Records supplied:
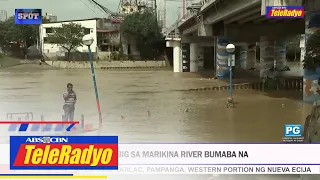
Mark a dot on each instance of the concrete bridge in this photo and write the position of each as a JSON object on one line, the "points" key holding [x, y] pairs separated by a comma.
{"points": [[241, 22], [200, 38]]}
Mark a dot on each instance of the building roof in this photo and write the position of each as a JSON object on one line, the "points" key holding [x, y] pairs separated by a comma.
{"points": [[73, 20], [107, 30]]}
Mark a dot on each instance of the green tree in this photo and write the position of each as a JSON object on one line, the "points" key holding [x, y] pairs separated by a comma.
{"points": [[69, 36], [144, 27], [312, 57]]}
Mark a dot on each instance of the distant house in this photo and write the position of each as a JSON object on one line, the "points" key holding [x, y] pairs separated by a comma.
{"points": [[104, 32]]}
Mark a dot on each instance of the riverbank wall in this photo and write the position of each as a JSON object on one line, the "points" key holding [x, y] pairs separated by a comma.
{"points": [[106, 64]]}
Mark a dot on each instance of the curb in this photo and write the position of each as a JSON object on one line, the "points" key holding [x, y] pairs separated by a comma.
{"points": [[151, 67], [285, 84], [256, 86]]}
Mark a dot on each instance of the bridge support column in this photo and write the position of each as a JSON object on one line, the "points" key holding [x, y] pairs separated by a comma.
{"points": [[243, 52], [201, 58], [280, 55], [222, 55], [177, 63], [267, 52], [194, 57], [247, 56], [251, 56], [311, 76]]}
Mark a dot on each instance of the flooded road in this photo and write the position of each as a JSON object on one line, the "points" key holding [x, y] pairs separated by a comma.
{"points": [[148, 106]]}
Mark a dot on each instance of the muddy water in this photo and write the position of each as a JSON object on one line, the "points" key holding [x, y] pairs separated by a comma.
{"points": [[146, 106]]}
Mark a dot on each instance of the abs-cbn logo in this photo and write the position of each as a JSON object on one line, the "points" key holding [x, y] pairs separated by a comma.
{"points": [[47, 140]]}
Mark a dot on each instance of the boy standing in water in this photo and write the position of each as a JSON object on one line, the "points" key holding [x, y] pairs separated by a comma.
{"points": [[70, 99]]}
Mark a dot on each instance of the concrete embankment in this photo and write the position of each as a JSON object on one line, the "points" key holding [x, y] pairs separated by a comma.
{"points": [[107, 64], [8, 62]]}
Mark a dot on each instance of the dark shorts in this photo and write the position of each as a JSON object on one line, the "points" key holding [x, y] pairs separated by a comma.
{"points": [[68, 112]]}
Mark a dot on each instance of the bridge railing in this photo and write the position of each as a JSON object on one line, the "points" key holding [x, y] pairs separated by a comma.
{"points": [[180, 21]]}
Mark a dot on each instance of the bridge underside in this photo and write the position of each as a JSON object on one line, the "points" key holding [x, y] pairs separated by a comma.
{"points": [[244, 25]]}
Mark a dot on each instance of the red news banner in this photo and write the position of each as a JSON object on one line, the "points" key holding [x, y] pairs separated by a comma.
{"points": [[63, 152], [285, 12]]}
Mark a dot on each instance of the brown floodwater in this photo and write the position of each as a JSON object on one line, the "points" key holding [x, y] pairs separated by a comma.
{"points": [[150, 106]]}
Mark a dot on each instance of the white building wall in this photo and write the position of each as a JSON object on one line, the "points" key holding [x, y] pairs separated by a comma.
{"points": [[55, 49]]}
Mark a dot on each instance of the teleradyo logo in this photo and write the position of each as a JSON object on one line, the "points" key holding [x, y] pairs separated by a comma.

Required action: Pictures aside, repeat every entry exactly as written.

Answer space:
Mark a dot on each instance of the concrete bridge in this photo and write the position of each as a JSON object on one line, the "points" key holding [x, y] pairs separated by a comma.
{"points": [[241, 22], [200, 38]]}
Mark a dot on each instance of the building roof in this photo and write the position of each as a JSON object on one line, the "points" key holding [x, y] pairs separated by a comma.
{"points": [[73, 20], [107, 30]]}
Mark a dot on each instance of the green tree in this photo and write the position of each as a JSON object on one line, the "points" key holding [x, y] pairs separated by a comma.
{"points": [[69, 36], [144, 27], [312, 57]]}
Mark a dot on each instance of the distant house in this photo and write the position of each as a JSON object on one line, the "points" key holding [x, y] pairs separated by a comma.
{"points": [[104, 32]]}
Mark a dot on each instance of the riverbank wall in this photo and write the position of each as a JSON object on one line, the "points" key holding [x, y] pairs separated by a comma.
{"points": [[106, 64]]}
Mark a dot on each instance of the curb in this photo and write the position of each as a JSON object on one line, the "points" key holding [x, y] pairs separated by a comma.
{"points": [[151, 67], [285, 84], [256, 86]]}
Mark a dot on each instance of the bridge support column in this photo and write the position of each as a JSON object on one line, the "points" key holding [x, y] pairs separated by a comma.
{"points": [[243, 52], [201, 58], [280, 55], [222, 55], [177, 63], [267, 52], [194, 57], [247, 56], [251, 56], [311, 76]]}
Mark a dot on each instance of the flooded road in this photo and write the position of each as a JSON object on one line, the "points" key holding [x, y] pairs separated by a comma.
{"points": [[148, 106]]}
Mark a dot on each instance of the muddy water in this photo and write the position of each as a JSON object on one line, the "points" key holding [x, y] pairs separated by a comma.
{"points": [[146, 106]]}
Mark a dot on each instance of the abs-cbn logo in this photo and write the position of each as a JSON object on one line, the "points" key holding [x, y] pairs separated by a comma.
{"points": [[47, 140]]}
Mark a dot on each instance of the boy standing in water in this photo and write the position of each as a JSON object on one line, the "points" key holding [x, y] pairs separated by a comma.
{"points": [[70, 99]]}
Mark a dot on each instance of the concrete embankment in this photo and write the position of each as a JSON object on one line, the "points" key holding [x, y] pairs separated by a comma.
{"points": [[107, 64], [8, 62]]}
Mark a dot on each instance of the dark shorts in this photo and write the position of each as a JSON object on one line, the "points" key holding [x, y] pairs separated by a comma.
{"points": [[68, 112]]}
Mark a dot on each instance of the bridge railing in this photo and write the position of each as a JSON object on one line, the "points" key holding [x, y] pairs separated by a comma.
{"points": [[180, 21]]}
Mark a dot on each instance of the bridge underside in this photo and write the position of each as a JSON object on one line, the "points" key holding [x, y] pairs separated by a comma.
{"points": [[244, 25]]}
Mark a dot on each instance of the red news banner in this photo and write the position of each as a JSON object on one line, the "points" key holding [x, y] pairs separated by a comma.
{"points": [[63, 152], [285, 12]]}
Mark a dot on each instance of the brown floodwater in this photo and write the position of each as a JSON object on one line, the "points" key holding [x, y] pairs separated by a comma.
{"points": [[150, 106]]}
Mark a dot on each instance of the white building wall in this photo and write the position of each as a JSON object on one line, the "points" key holding [x, y] pairs separated by a comma.
{"points": [[55, 49]]}
Mark a dot on each instance of the teleradyo logo in this photo and write the position of each as a JSON object on one line, the "points" key holding [x, y] pairs separated by a comma.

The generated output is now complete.